Check your understanding:
A. Translate this sentence from the entry on the village of Aşağı Daşarx into Spanish: "It is located in the left side of the Nakhchivan-Sadarak highway, 14 km away from the district center, on the plain."
B. Echo the Aşağı Daşarx entry word for word, starting at "- Aşağı Daşarx" and ending at "zone: UTC+4 (AZT)".

Passage for review:
····················
- Aşağı Daşarx
- Coordinates: 39°31′25″N 45°02′08″E﻿ / ﻿39.52361°N 45.03556°E
- Country: Azerbaijan
- Autonomous republic: Nakhchivan
- District: Sharur

Population (2005)^{[citation needed]}
- • Total: 663
- Time zone: UTC+4 (AZT)

= Aşağı Daşarx =

Aşağı Daşarx (also, Ashaga Dasharkh and Ashaghy Dasharkh) is a village and municipality in the Sharur District of Nakhchivan Autonomous Republic, Azerbaijan. It is located in the left side of the Nakhchivan-Sadarak highway, 14 km away from the district center, on the plain. Its population is busy with beet-growing and vegetable-growing. There are secondary school, library, club and a medical center in the village. It has a population of 663.
····················
Available data:
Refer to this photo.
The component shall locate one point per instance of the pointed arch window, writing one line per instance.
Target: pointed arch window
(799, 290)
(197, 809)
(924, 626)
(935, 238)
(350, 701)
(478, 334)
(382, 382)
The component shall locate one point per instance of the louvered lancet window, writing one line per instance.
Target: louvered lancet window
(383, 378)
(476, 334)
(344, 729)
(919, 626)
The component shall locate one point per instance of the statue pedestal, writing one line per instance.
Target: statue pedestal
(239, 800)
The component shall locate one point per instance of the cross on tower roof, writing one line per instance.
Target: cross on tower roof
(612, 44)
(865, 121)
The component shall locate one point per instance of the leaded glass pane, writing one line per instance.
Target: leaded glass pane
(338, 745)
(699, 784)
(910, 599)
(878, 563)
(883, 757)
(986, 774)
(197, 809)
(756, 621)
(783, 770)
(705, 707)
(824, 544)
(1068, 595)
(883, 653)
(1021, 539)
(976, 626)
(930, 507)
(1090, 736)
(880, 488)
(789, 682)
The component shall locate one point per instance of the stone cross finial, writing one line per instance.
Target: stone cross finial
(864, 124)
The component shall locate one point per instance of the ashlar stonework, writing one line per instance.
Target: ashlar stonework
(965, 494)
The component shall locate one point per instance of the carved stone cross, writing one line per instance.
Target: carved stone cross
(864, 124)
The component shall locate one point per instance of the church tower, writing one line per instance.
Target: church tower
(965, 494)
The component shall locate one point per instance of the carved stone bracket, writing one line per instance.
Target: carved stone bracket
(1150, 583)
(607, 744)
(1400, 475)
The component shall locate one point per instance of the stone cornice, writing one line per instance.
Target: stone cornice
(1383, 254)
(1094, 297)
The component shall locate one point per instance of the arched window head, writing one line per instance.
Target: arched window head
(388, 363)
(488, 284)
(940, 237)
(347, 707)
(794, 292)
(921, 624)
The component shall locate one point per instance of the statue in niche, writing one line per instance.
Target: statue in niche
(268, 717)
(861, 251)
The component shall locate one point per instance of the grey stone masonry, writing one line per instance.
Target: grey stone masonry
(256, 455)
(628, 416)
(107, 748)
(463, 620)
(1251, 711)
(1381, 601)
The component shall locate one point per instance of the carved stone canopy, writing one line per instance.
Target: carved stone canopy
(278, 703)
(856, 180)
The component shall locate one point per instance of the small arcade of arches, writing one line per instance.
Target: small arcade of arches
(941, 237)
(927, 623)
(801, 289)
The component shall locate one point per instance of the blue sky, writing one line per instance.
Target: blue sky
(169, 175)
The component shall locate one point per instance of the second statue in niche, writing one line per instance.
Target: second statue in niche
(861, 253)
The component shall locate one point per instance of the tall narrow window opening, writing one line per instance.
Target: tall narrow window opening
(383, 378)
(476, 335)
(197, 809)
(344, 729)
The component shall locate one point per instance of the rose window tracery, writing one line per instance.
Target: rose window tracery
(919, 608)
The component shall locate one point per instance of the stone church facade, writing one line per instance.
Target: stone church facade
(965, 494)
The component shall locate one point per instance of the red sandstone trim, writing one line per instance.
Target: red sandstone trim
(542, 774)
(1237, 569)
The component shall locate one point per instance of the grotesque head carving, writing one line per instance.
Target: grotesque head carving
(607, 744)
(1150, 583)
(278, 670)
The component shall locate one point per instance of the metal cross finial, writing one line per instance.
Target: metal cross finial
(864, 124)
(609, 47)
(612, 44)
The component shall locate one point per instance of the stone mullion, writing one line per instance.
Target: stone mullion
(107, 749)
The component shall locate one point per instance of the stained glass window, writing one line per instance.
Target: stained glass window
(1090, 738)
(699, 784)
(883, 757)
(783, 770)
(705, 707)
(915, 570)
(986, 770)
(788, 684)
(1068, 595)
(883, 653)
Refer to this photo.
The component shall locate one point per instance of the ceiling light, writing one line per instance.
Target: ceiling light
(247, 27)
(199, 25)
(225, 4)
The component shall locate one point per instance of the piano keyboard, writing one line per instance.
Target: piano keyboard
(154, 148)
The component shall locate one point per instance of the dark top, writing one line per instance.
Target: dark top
····················
Solutions to the problems:
A. Se encuentra en el lado izquierdo de la carretera Najicheván-Sadarak, a 14 km del centro del distrito, en la llanura.

B.
- Aşağı Daşarx
- Coordinates: 39°31′25″N 45°02′08″E﻿ / ﻿39.52361°N 45.03556°E
- Country: Azerbaijan
- Autonomous republic: Nakhchivan
- District: Sharur

Population (2005)^{[citation needed]}
- • Total: 663
- Time zone: UTC+4 (AZT)